• **Task statement**: Put the records below into a numbered list with one line per item, skipping blank lines and leaving the pictures out.

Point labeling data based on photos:
************

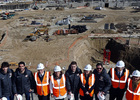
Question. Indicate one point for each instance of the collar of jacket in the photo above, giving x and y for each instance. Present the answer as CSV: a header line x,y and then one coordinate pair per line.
x,y
18,71
8,71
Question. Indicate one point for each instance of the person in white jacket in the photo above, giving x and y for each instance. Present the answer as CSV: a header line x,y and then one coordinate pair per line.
x,y
58,84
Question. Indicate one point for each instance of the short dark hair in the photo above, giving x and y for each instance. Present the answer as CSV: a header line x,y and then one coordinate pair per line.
x,y
99,64
4,64
73,63
21,63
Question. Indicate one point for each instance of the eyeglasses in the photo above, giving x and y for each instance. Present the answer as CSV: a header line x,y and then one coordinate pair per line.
x,y
99,68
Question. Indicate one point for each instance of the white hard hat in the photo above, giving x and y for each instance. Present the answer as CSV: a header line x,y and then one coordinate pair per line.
x,y
88,67
40,66
19,97
4,98
120,64
57,68
136,73
100,96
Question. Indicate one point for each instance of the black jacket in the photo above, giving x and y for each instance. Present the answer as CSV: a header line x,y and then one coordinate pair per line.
x,y
102,81
24,82
7,86
73,80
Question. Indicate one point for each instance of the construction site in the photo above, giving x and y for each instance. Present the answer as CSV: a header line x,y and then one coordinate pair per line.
x,y
44,35
56,35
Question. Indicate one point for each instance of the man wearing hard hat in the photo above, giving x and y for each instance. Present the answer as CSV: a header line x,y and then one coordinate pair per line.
x,y
133,90
42,82
58,84
87,83
119,76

************

• **Problem solution**:
1. Question. Indicate one point for each instance of the collar of jacket in the photo above, giving x and y for each instance. Present the answer as CSV: a header line x,y and then one coordinate pair per line.
2. x,y
3. 18,71
4. 8,71
5. Question. Indicate one point for each instance of the person in white jacket in the photo above, giving x and y for each instance. Present the answer as CSV: a header line x,y and then one coordinate pair per line.
6. x,y
7. 58,84
8. Question. Indicate one point for each instance of the short dark hair in the photo above, giving x and y for each instance. Present the answer as CSV: a header line x,y and then one coordinate pair per line.
9. x,y
10. 99,64
11. 4,64
12. 73,63
13. 21,63
14. Question. Indicate one point for each instance of the eyeglasses in the photo above, giving x and y for each instance. Present the answer as CSV: a header line x,y and then one coordinate pair per line.
15. x,y
16. 99,68
17. Question. Indicate one point for each instance of the white hard hat in the photo above, giving x and y for each instance. Present the answer as CSV: a header line x,y and then one coordinate pair per line.
18. x,y
19. 88,67
20. 40,66
21. 19,97
22. 4,98
23. 120,64
24. 57,68
25. 136,73
26. 100,96
27. Question. Indicate one point for each instance of the black jacket in the photo above, giving x and y for each instance. Present the answer as CSV: a header line x,y and then one coordinate pair per line.
28. x,y
29. 102,81
30. 24,82
31. 7,86
32. 73,80
33. Question. Indicate one point for each instance of the construction site in the photo above, giving x and y for each instance. Present the answer as CSV: a header line x,y and then one coordinate pair per line.
34. x,y
35. 44,35
36. 56,35
37. Question. Indicate one point for each instance of the man wearing hard hat in the photo above, giving x and y for each instance. Present the answer as CSV: a header line x,y and then one coordinate pair per line.
38. x,y
39. 133,90
40. 42,82
41. 58,84
42. 87,83
43. 119,76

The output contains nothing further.